SUPPLIED MATERIAL section start

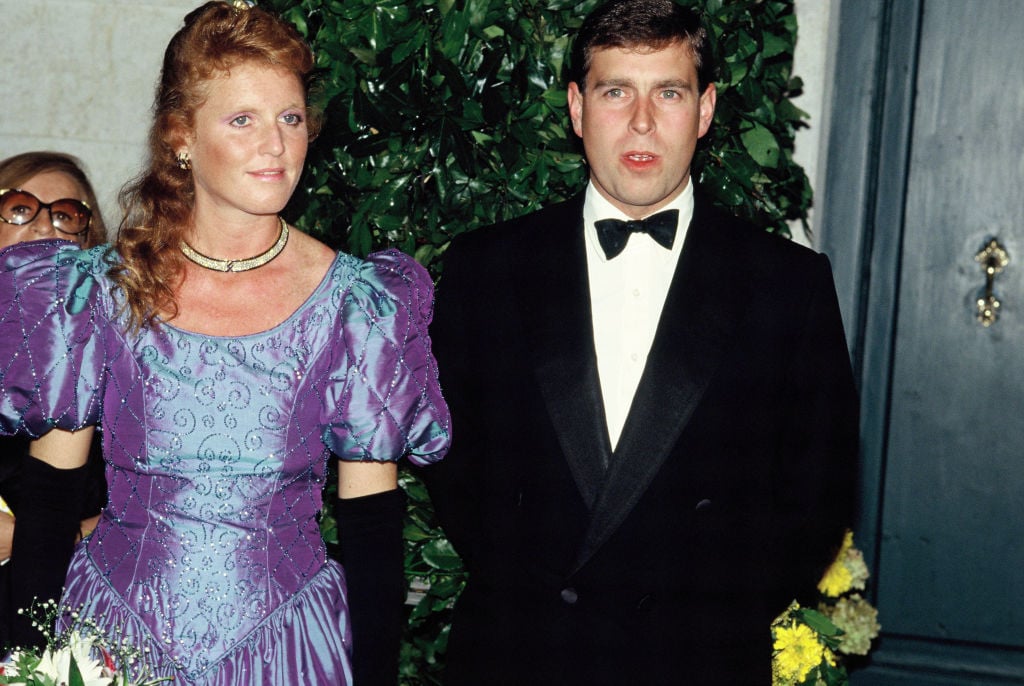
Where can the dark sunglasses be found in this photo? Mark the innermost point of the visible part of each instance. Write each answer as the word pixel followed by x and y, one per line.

SUPPLIED MATERIAL section end
SUPPLIED MATERIAL section start

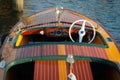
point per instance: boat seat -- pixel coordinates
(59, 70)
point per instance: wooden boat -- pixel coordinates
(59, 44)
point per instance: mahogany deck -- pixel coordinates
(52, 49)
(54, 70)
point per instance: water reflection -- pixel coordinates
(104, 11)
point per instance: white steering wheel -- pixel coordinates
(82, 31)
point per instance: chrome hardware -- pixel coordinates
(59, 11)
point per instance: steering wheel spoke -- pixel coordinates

SUPPLIED MATERIAL section end
SUPPLIED MATERIAL section start

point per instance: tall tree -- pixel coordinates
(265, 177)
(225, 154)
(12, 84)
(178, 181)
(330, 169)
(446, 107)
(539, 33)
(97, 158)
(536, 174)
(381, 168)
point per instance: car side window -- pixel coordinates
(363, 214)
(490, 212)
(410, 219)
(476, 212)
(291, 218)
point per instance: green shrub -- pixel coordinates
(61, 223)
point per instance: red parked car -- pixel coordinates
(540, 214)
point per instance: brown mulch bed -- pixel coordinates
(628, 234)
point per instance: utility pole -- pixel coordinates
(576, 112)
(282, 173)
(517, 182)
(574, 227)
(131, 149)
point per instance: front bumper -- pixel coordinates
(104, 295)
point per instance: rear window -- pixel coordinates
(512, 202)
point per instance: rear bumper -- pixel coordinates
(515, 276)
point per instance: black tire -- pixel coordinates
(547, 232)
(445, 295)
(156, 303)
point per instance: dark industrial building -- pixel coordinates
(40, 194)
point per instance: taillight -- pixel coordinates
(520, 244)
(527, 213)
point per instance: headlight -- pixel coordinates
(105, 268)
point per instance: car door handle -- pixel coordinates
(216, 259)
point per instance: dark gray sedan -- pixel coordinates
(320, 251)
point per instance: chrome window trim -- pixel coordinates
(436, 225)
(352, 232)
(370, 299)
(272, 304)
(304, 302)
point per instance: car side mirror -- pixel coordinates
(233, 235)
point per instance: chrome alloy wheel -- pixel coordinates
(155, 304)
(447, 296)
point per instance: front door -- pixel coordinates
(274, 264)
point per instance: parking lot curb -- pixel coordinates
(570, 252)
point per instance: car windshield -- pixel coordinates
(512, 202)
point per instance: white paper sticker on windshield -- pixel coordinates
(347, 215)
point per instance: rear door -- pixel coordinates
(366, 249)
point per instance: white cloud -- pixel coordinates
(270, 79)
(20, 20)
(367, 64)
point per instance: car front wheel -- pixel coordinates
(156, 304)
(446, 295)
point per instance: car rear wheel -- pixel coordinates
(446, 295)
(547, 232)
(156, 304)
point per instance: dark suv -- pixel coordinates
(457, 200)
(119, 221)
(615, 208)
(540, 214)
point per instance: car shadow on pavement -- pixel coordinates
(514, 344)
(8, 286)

SUPPLIED MATERIAL section end

*WORK ITEM*:
Go back to the listing above. Copy word for word the lines from the one with "point per instance: wooden" through the one with "point per instance: steering", and nothing more.

*WRITTEN RESPONSE*:
point per instance: wooden boat -- pixel coordinates
(59, 44)
point per instance: mahogany deck -- pixel coordinates
(52, 49)
(54, 70)
point per instance: water reflection -- pixel coordinates
(104, 11)
point per instance: white steering wheel -- pixel coordinates
(82, 31)
point per instance: chrome hardware -- pixel coordinates
(59, 11)
point per instance: steering wheel spoke -- pixel coordinates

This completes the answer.